■ Assignment
Copy out the whole article on emergency cancer diagnoses in Wigan, word for word.

■ Text passage
..........
More than a fifth of cancer patients in Wigan are only diagnosed after an emergency visit to hospital, figures reveal.
Public Health England (PHE) says people with the disease stand a much slimmer chance of surviving when their diagnosis comes via an emergency admission, compared to other routes.
Cancer Research UK says people with unusual or persistent symptoms should be able to seek early help more easily.
In 2018, 1,640 patients were admitted to hospital with cancer in Wigan, the latest Public Health England data shows. Of them, 353 were admitted as an emergency, rather than through routes such as screening programmes or routine GP referrals.
Patients diagnosed in this way are more likely to have more advanced and difficult to treat cancers.
Dr Jodie Moffat, head of early diagnosis at Cancer Research UK, said GPs have made huge efforts to improve early diagnosis by referring more people with suspected cancer symptoms to be seen at hospital within two weeks. But significant numbers of people still continue to be diagnosed with cancer after they’ve turned up at A&E.
“She said: The reasons for this are complex, but encouraging people to seek help early for unusual or persistent symptoms, and reducing any barriers to seeking help, might help to bring this number down.”
..........
■ Records provided
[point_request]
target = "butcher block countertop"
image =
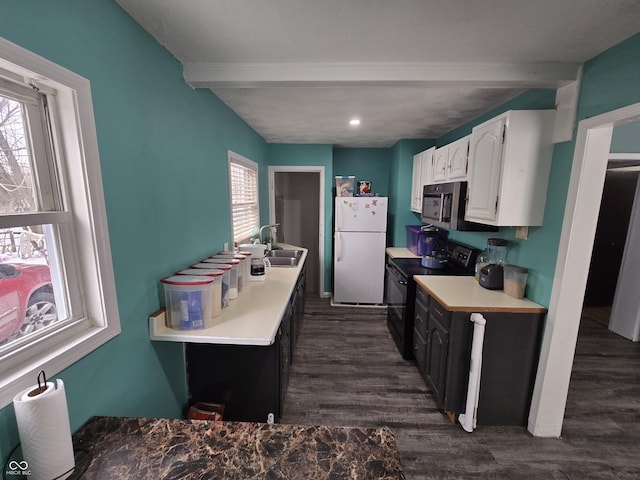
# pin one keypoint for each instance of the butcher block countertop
(464, 294)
..........
■ Completed exercise
More than a fifth of cancer patients in Wigan are only diagnosed after an emergency visit to hospital, figures reveal.
Public Health England (PHE) says people with the disease stand a much slimmer chance of surviving when their diagnosis comes via an emergency admission, compared to other routes.
Cancer Research UK says people with unusual or persistent symptoms should be able to seek early help more easily.
In 2018, 1,640 patients were admitted to hospital with cancer in Wigan, the latest Public Health England data shows. Of them, 353 were admitted as an emergency, rather than through routes such as screening programmes or routine GP referrals.
Patients diagnosed in this way are more likely to have more advanced and difficult to treat cancers.
Dr Jodie Moffat, head of early diagnosis at Cancer Research UK, said GPs have made huge efforts to improve early diagnosis by referring more people with suspected cancer symptoms to be seen at hospital within two weeks. But significant numbers of people still continue to be diagnosed with cancer after they’ve turned up at A&E.
“She said: The reasons for this are complex, but encouraging people to seek help early for unusual or persistent symptoms, and reducing any barriers to seeking help, might help to bring this number down.”